What to work on:
Produce an exact transcript of all the records.

··· Input ···

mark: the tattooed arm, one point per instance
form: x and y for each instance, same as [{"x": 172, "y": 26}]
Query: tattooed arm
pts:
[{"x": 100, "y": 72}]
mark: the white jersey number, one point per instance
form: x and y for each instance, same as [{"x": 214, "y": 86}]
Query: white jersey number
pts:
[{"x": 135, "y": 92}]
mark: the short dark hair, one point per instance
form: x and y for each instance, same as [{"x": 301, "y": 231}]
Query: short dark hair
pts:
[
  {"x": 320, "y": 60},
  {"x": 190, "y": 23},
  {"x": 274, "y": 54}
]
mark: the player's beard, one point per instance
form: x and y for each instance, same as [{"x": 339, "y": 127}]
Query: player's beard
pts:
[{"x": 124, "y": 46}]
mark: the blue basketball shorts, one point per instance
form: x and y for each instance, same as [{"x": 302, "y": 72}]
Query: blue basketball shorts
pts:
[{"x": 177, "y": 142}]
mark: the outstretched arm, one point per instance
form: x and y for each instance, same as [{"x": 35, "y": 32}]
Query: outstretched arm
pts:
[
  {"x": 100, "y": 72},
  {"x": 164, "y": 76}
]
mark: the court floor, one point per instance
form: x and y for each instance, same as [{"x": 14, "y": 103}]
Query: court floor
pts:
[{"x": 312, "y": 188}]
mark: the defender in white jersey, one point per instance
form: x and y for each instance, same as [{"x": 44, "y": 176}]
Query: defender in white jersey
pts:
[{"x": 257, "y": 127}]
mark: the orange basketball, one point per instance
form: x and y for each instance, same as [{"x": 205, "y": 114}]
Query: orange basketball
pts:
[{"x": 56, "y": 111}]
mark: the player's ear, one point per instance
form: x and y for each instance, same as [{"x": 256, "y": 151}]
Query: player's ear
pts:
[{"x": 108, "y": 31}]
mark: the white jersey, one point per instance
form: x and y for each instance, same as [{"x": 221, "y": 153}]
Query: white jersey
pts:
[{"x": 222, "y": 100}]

···

Output for this exercise:
mark: the tattooed arm, one point per instance
form: x and y for each instance, same as [{"x": 172, "y": 26}]
Query: tattooed arm
pts:
[{"x": 100, "y": 72}]
mark: the white jersey number, one point per instance
form: x and y for each instance, same as [{"x": 214, "y": 86}]
Query: white jersey number
pts:
[{"x": 135, "y": 92}]
mark: the short dark hair, one point per instance
form: x and y for each instance, same as [{"x": 301, "y": 231}]
Query: short dark hair
pts:
[
  {"x": 320, "y": 60},
  {"x": 190, "y": 23},
  {"x": 274, "y": 54}
]
mark: the player's beard, one point per instance
form: x and y for each instance, same as [{"x": 339, "y": 127}]
Query: player's beard
pts:
[{"x": 124, "y": 46}]
mark: the blue basketball shorts, one point per instance
form: x and y for each instance, same as [{"x": 302, "y": 72}]
Query: blue basketball shorts
pts:
[{"x": 177, "y": 142}]
mark: the outstretched arm, one point per instance
form: x and y for each instance, same as [{"x": 35, "y": 32}]
Query: outstretched arm
pts:
[
  {"x": 100, "y": 72},
  {"x": 164, "y": 76}
]
mark: the court floor, one point per instance
form: x and y for each instance, same as [{"x": 14, "y": 103}]
Query: court floor
pts:
[{"x": 312, "y": 188}]
mark: the defender in white jersey, one point per instance
form: x and y for each instance, same as [{"x": 44, "y": 176}]
Query: defender in white jersey
pts:
[{"x": 257, "y": 127}]
mark: the orange basketball, one point per instance
form: x and y for each instance, same as [{"x": 205, "y": 114}]
Query: orange basketball
pts:
[{"x": 56, "y": 111}]
mark: the player's ear, one point per instance
form: x and y for each instance, same as [{"x": 256, "y": 151}]
Query: player's ear
pts:
[{"x": 108, "y": 31}]
mark: the white jersey, one point per instance
form: x and y for each instance, same as [{"x": 221, "y": 153}]
Query: white jersey
pts:
[{"x": 222, "y": 100}]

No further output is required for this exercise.